▶ _Problem 1_
Set down the passage of the meeting notes starting with "Announcements/Updates (10 minutes)" and going on through "to RDF triples).", copied word for word.

▶ _Selected text_
####################

January 25, 2023 Meeting Canceled

January 18, 2023 8:00am - 9:30am PST

Present: Adam, Alice, Crystal, Gordon, Junghae, Laura, Sita, Sofia, Theo, Zhuo

  • Notes: Theo

Announcements/Updates (10 minutes)

  • Next week: IRI RWO Discussion
  • Zhuo got csv files for OMR vocabularies from Gordon, might need to get xml from OMR. Tested code and it worked :)
    • OMR was set-up to maintain using csv. It's easier to read/write the tabular data than to wade through something like XML.
    • Note that the csv row/column/cell structure is modeled to be isomorphic with the RDF model (elements in the spreadsheet should be laid-out so that it accurately maps, bi-directionally, to RDF triples).
  • 📢 Moving forward, we will group-review the properties used in 008, then someone will go through and re-evaluate/replace values once we've published the UW MARC OMR vocabularies.
    • However, going forward, we do not need to concern ourselves with the values in the mapping spreadsheets, only the properties we're mapping-to in RDA. This is because we know UW-OMR vocabularies will be here soon and those are the proper values.
    • Let's keep (not delete) the current values in the spreadsheet (in the Transformation Notes column) as a possible aid to mapping/aligning the OMR-UW vocabularies to other vocabularies.
  • 📢 Rather than creating relationships in the published properties themselves, we will publish separate mappings to appropriate vocabularies.

####################

▶ _Items_
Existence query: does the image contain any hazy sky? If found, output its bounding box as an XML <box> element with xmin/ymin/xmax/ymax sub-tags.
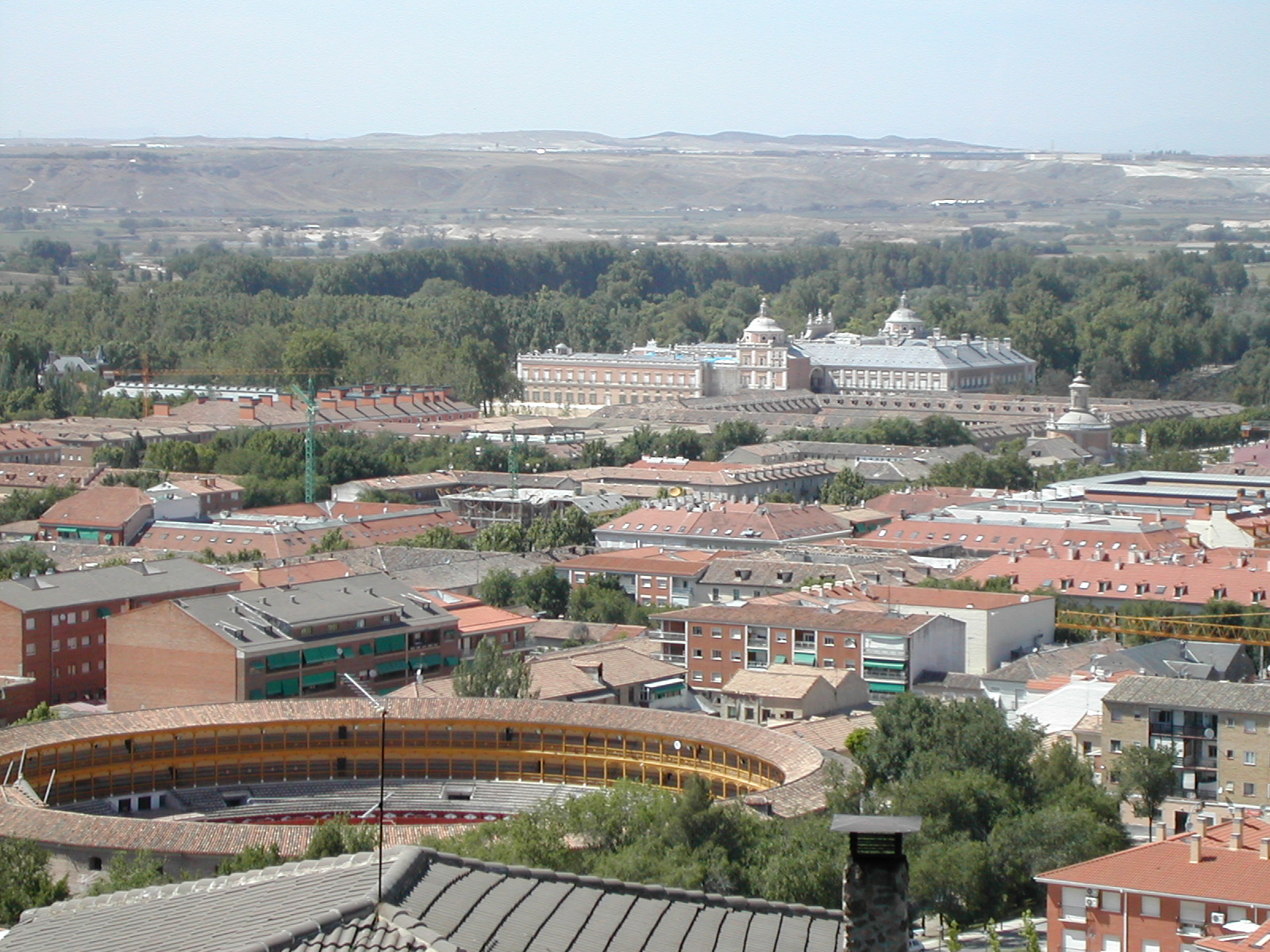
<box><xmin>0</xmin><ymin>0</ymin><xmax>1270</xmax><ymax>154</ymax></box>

####################

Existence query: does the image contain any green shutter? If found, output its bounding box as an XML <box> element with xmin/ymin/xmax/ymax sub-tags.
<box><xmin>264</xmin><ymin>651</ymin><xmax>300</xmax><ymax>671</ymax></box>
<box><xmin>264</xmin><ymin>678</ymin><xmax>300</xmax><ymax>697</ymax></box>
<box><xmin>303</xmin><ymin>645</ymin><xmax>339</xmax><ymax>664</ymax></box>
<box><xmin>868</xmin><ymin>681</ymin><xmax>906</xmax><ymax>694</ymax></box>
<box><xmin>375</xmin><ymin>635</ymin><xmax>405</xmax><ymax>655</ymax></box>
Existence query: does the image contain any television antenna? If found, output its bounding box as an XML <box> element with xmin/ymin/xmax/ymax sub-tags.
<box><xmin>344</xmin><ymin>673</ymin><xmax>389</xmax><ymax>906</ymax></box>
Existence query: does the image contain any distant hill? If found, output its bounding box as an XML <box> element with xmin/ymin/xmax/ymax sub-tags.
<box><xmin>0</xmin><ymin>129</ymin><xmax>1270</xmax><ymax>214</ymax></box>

####################

▶ _Problem 2_
Return every line of the records that contains the string "output".

▶ _Correct result 1_
Announcements/Updates (10 minutes)

  • Next week: IRI RWO Discussion
  • Zhuo got csv files for OMR vocabularies from Gordon, might need to get xml from OMR. Tested code and it worked :)
    • OMR was set-up to maintain using csv. It's easier to read/write the tabular data than to wade through something like XML.
    • Note that the csv row/column/cell structure is modeled to be isomorphic with the RDF model (elements in the spreadsheet should be laid-out so that it accurately maps, bi-directionally, to RDF triples).

▶ _Correct result 2_
Existence query: does the image contain any hazy sky? If found, output its bounding box as an XML <box> element with xmin/ymin/xmax/ymax sub-tags.
Existence query: does the image contain any green shutter? If found, output its bounding box as an XML <box> element with xmin/ymin/xmax/ymax sub-tags.
Existence query: does the image contain any television antenna? If found, output its bounding box as an XML <box> element with xmin/ymin/xmax/ymax sub-tags.
Existence query: does the image contain any distant hill? If found, output its bounding box as an XML <box> element with xmin/ymin/xmax/ymax sub-tags.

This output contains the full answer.